→ TASK STATEMENT
Rewrite the data below with "sunset sky" changed to "evening sky" and everything else left as is. Leave out any images.

(Stored data entries)
= = = =
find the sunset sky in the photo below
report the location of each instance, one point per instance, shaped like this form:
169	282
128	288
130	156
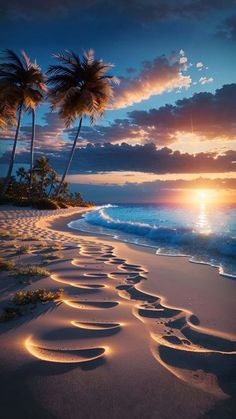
= = = =
→ CORRECT RESULT
find the evening sky in the photo below
report the location of each instance, one point per instance, shaped like this form:
169	282
128	288
130	156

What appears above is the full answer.